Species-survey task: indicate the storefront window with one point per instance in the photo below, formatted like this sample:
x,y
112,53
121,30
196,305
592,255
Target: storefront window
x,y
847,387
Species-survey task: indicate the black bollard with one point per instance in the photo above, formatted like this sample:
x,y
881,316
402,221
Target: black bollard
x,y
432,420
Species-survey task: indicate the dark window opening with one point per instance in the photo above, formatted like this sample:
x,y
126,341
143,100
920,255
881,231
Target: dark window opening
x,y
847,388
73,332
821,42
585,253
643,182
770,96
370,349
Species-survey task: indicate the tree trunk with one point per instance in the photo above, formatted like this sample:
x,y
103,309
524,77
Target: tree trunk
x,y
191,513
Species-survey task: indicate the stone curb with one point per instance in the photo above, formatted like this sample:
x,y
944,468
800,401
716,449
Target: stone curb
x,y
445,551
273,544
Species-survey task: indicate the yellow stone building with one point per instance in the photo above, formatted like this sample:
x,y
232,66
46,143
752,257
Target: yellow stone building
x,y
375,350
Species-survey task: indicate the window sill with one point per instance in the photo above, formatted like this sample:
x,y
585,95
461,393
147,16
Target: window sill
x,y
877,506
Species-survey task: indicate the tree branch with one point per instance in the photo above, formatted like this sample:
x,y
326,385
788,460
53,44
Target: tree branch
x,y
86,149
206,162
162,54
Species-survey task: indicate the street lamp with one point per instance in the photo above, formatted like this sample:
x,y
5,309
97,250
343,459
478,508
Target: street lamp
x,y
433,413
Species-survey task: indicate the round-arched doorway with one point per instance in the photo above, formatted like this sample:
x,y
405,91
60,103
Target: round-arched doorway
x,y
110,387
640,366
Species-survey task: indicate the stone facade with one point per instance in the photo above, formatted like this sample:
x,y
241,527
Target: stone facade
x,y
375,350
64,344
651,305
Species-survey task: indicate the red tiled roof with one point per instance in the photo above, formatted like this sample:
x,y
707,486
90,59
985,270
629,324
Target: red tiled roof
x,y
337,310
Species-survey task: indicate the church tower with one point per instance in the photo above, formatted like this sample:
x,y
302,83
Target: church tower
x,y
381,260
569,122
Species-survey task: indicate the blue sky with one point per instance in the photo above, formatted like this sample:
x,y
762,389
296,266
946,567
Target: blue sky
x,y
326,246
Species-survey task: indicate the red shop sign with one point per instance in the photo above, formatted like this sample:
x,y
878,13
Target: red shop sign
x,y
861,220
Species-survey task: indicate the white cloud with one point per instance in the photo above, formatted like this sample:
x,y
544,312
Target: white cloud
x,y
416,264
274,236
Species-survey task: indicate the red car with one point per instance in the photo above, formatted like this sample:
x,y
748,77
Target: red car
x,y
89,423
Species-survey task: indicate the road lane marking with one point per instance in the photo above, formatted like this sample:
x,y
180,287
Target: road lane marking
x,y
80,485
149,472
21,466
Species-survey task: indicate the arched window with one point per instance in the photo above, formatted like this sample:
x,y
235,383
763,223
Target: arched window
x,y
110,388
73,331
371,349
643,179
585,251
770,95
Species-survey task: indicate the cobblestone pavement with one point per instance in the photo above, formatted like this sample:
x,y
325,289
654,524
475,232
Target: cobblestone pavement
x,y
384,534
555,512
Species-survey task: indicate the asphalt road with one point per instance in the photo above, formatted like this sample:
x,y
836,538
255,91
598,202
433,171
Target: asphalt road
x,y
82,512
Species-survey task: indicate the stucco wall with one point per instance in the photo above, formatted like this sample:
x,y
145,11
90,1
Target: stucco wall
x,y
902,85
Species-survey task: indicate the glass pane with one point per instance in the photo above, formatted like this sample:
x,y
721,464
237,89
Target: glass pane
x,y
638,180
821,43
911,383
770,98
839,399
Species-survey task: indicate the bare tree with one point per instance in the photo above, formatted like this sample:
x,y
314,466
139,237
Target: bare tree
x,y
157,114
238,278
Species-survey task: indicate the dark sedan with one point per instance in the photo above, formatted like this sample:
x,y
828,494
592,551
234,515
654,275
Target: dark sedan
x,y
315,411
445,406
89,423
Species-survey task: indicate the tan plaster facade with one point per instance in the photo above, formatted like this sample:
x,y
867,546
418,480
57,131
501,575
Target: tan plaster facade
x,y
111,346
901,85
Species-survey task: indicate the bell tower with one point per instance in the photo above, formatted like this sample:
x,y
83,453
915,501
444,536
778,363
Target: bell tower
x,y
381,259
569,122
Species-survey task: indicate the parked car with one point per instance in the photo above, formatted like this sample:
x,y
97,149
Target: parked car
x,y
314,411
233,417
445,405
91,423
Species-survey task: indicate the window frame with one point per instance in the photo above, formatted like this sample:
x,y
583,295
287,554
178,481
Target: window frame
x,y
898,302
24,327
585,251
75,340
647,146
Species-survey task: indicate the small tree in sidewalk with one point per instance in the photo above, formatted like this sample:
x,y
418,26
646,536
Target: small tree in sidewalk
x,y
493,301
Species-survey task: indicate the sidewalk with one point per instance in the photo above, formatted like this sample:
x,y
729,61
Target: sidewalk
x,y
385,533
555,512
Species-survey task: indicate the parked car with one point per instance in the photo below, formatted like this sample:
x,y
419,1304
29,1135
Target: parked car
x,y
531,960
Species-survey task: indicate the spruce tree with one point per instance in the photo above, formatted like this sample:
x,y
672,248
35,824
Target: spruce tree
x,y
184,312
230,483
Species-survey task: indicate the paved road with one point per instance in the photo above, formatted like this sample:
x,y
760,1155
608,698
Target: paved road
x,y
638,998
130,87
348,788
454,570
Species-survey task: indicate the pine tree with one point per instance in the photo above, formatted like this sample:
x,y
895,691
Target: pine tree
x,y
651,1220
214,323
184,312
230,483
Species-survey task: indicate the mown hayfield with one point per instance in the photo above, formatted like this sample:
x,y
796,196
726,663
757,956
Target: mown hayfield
-----
**EXERCISE OBJECTIVE:** Lines before the one containing "Target: small tree in sidewalk" stay out; reproduce that line and all the lines after it, through the end of the listing, exactly.

**FINAL ANSWER:**
Target: small tree in sidewalk
x,y
493,301
Species-survey task: indicate the sidewalk with one point per instance in the photo above, formatted like this sample:
x,y
729,61
Target: sidewalk
x,y
385,533
555,512
Species-survey task: indicate the parked car with one point per instance in the photo below, formatted like this sample:
x,y
419,1304
29,1135
Target: parked car
x,y
531,960
Species-survey task: indicate the spruce tree with one point per instance in the photo above, formatted like this sample:
x,y
672,248
35,824
Target: spruce tree
x,y
184,312
230,483
Species-survey task: indicate the paved road with one point per instance in the photo above, formatted like this sample:
x,y
760,1155
608,698
Target: paved road
x,y
638,998
130,87
348,788
454,570
Species-survey task: indicate the pine tree with one point per instance in the photo above, formatted like this sample:
x,y
895,691
Target: pine tree
x,y
651,1220
214,323
184,312
230,483
Species-survey task: indicate the mown hayfield with one point per instance in the photo above, formatted like this sample:
x,y
796,196
726,663
757,956
Target: mown hayfield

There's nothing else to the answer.